> _Problem statement_: Retype the records below exactly as they appear.

> _Exercise material_:

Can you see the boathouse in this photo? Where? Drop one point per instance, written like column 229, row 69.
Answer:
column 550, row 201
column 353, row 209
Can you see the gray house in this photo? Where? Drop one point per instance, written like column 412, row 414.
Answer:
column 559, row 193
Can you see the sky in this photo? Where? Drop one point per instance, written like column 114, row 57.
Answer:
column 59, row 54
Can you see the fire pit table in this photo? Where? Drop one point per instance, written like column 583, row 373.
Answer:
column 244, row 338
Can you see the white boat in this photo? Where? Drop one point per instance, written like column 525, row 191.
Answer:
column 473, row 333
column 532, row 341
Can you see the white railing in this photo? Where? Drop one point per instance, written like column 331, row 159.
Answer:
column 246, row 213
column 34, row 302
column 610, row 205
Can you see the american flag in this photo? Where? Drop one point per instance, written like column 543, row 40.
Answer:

> _Solution_:
Can you see the boathouse in this photo? Where? Drop one point per instance, written like column 229, row 69.
Answer:
column 550, row 201
column 353, row 209
Can you see the gray house in this photo? Where? Drop one point per instance, written like column 412, row 414.
Answer:
column 559, row 193
Can you see the sky in this photo? Where? Drop one point per instance, written like column 114, row 57.
Answer:
column 59, row 54
Can you see the fire pit table in this photo? Where? Drop one point per instance, written like column 583, row 373.
Answer:
column 244, row 338
Can you see the white boat in this photo? Where? Drop one point per instance, written like column 525, row 191.
Answer:
column 473, row 333
column 532, row 341
Can you see the white railing in this photo? Where? Drop one point per instance, written like column 331, row 159.
Answer:
column 246, row 213
column 34, row 302
column 610, row 205
Can you see the american flag in this photo? Where? Drop one point per instance, written like column 543, row 40.
Answer:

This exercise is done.